Reproduce the data from the line containing "[indicate] green water" through the end of the data, switching "water tank" to "storage tank" and leaving everything else unchanged.

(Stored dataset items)
------------------------------------------------------------

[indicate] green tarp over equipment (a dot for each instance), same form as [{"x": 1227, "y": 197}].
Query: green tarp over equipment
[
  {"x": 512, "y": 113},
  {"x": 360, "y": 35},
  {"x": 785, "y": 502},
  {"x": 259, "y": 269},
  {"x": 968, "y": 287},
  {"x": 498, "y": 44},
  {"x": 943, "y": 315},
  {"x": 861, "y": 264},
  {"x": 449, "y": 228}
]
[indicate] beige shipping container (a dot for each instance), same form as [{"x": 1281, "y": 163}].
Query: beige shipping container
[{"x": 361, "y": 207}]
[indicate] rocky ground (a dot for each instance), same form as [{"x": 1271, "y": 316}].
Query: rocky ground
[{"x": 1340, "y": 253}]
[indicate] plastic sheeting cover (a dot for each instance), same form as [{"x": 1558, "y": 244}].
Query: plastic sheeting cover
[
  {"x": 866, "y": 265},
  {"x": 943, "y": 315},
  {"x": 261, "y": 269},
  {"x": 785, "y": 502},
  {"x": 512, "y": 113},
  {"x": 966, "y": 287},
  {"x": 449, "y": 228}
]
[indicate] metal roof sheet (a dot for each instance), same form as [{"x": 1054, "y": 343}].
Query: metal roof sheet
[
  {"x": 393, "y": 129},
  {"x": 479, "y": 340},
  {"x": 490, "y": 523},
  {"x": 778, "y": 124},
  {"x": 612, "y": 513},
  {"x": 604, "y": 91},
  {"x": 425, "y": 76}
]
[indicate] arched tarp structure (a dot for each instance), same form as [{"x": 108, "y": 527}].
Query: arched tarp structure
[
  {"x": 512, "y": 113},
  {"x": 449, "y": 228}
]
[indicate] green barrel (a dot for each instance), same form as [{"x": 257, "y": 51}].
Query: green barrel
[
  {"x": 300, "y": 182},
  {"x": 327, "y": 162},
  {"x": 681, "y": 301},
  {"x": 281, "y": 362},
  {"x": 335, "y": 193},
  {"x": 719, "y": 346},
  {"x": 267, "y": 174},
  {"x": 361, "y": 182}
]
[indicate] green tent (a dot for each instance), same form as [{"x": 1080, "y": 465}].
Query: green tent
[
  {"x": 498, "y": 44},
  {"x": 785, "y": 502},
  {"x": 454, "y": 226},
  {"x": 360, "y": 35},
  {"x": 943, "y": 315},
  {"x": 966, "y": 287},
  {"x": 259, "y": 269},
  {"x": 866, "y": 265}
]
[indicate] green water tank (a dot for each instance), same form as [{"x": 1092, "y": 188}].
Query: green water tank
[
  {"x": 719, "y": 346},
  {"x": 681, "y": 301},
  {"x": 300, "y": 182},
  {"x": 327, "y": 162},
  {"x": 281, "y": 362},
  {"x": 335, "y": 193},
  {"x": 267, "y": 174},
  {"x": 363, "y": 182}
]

------------------------------------------------------------

▶ **THE OUTPUT**:
[indicate] green storage tank (a dot for each instance), same form as [{"x": 1092, "y": 188}].
Query: green storage tank
[
  {"x": 719, "y": 346},
  {"x": 681, "y": 301},
  {"x": 300, "y": 182},
  {"x": 327, "y": 162},
  {"x": 281, "y": 362},
  {"x": 335, "y": 193},
  {"x": 267, "y": 174},
  {"x": 363, "y": 182}
]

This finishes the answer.